▶ _TASK TO COMPLETE_:
Work out how many lines of the listing hold the string "prompts", then answer with that number and nothing else.

*****

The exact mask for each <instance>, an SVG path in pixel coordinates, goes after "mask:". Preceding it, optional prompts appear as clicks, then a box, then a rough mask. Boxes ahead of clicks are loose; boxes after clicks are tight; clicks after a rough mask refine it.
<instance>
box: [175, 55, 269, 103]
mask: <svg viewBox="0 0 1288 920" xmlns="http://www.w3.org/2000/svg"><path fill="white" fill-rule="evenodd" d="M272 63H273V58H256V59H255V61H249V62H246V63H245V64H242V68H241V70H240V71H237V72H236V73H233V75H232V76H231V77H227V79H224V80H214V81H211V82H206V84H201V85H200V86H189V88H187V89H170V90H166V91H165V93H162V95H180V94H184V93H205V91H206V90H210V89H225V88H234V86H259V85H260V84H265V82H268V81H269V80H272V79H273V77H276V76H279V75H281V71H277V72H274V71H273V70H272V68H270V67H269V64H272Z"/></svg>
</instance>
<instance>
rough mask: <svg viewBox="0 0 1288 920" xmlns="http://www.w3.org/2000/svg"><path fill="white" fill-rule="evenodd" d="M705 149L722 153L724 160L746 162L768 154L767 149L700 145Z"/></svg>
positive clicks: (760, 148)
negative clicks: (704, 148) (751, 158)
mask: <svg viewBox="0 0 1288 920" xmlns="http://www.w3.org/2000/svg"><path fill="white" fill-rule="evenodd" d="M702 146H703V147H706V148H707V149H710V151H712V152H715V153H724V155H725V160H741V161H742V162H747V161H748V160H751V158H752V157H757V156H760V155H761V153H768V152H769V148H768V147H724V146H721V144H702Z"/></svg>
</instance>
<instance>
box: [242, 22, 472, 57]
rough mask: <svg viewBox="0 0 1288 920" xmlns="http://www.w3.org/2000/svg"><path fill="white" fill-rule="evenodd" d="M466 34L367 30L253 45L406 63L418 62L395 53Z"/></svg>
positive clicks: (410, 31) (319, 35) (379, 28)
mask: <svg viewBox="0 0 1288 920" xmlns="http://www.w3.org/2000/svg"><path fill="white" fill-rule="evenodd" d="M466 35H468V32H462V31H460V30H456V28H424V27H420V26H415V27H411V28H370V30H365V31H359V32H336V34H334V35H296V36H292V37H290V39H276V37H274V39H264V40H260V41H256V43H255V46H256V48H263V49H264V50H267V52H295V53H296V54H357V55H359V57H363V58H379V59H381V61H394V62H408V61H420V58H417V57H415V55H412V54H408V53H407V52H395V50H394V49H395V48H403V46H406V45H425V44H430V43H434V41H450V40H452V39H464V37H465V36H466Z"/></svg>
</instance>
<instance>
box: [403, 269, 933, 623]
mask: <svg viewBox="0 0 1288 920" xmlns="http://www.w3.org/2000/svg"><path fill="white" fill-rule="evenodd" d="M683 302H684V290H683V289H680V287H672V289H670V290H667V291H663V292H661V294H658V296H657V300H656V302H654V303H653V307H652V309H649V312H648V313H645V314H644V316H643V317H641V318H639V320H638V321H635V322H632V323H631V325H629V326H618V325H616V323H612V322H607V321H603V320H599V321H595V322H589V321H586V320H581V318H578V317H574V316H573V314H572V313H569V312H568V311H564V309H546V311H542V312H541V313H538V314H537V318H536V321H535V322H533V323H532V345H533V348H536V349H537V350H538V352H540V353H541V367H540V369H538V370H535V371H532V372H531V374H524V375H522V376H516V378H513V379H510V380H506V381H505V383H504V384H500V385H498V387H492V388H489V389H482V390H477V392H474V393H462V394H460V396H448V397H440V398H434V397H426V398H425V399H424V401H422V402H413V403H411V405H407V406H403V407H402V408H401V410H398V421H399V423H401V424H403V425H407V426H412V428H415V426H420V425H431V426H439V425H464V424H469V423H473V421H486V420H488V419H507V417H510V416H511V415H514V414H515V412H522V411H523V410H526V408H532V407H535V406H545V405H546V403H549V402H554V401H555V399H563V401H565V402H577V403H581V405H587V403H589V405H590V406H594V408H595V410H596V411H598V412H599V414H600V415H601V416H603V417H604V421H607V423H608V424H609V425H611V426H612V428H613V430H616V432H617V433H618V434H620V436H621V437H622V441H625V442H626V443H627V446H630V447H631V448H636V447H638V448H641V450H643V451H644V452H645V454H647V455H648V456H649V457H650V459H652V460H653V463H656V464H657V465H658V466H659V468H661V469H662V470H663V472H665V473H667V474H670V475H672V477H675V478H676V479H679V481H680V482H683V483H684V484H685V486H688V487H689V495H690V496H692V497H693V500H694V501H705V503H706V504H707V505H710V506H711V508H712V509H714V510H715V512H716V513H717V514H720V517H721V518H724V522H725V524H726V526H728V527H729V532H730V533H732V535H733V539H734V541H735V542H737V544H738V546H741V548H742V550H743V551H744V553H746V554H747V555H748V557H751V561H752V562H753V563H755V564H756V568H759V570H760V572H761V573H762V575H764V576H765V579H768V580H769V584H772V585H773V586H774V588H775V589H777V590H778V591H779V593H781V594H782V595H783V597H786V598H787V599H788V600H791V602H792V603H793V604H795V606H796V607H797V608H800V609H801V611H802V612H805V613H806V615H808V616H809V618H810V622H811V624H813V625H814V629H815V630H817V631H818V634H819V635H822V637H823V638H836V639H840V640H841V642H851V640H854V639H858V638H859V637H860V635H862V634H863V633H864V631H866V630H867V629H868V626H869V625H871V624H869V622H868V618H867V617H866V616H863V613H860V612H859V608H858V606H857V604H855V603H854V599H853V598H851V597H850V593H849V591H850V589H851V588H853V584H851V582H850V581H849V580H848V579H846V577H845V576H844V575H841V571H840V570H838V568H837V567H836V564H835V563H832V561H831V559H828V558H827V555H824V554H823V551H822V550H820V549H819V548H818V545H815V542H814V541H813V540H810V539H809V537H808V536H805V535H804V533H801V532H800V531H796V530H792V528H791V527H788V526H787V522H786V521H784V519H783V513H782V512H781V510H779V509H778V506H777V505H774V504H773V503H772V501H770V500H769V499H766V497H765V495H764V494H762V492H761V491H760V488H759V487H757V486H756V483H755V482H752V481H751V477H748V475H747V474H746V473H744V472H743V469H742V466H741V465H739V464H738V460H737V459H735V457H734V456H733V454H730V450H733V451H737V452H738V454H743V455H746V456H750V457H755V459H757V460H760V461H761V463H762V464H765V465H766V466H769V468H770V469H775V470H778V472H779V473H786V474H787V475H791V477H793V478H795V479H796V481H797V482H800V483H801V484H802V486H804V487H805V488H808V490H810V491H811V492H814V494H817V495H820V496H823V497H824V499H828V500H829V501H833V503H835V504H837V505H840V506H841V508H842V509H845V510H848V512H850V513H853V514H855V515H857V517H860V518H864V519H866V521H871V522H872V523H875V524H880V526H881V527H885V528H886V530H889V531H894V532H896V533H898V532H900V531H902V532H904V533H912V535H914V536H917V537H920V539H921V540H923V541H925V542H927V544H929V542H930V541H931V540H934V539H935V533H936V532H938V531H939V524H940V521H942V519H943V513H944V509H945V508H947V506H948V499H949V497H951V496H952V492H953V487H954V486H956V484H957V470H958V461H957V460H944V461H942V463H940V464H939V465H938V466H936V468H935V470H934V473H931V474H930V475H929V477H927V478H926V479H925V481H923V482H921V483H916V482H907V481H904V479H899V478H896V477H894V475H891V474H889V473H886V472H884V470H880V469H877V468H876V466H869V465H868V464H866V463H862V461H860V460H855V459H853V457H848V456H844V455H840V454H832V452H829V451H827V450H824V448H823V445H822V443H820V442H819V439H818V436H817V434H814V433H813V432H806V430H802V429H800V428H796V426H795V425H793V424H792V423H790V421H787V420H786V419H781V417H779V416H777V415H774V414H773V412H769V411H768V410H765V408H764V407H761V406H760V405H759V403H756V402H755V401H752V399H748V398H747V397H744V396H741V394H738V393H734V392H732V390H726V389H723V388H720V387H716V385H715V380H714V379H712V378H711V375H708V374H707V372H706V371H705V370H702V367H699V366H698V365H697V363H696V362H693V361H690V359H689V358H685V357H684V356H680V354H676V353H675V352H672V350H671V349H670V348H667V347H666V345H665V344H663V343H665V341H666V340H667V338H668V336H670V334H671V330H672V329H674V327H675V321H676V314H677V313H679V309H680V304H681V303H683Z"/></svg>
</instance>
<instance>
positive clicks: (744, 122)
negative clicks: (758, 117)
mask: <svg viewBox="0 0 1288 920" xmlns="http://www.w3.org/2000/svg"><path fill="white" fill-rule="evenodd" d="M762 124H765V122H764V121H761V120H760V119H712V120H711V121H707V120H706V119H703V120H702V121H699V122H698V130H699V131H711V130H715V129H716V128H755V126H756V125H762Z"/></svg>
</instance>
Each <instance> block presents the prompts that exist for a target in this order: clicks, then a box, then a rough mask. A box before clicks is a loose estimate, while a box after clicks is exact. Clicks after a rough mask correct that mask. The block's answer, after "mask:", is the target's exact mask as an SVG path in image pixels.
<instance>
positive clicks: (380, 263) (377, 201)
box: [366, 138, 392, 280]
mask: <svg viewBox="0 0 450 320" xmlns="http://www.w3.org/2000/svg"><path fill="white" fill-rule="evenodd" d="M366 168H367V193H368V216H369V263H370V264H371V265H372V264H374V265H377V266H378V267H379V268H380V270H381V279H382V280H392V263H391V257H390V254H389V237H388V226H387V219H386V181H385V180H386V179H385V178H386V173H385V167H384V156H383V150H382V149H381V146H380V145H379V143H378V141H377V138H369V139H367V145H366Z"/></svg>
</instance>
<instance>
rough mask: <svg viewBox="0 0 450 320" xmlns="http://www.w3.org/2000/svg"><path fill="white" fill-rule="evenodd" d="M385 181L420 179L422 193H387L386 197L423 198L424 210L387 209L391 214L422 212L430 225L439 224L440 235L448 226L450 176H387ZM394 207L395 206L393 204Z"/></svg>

*****

▶ _TASK SOLUTION_:
2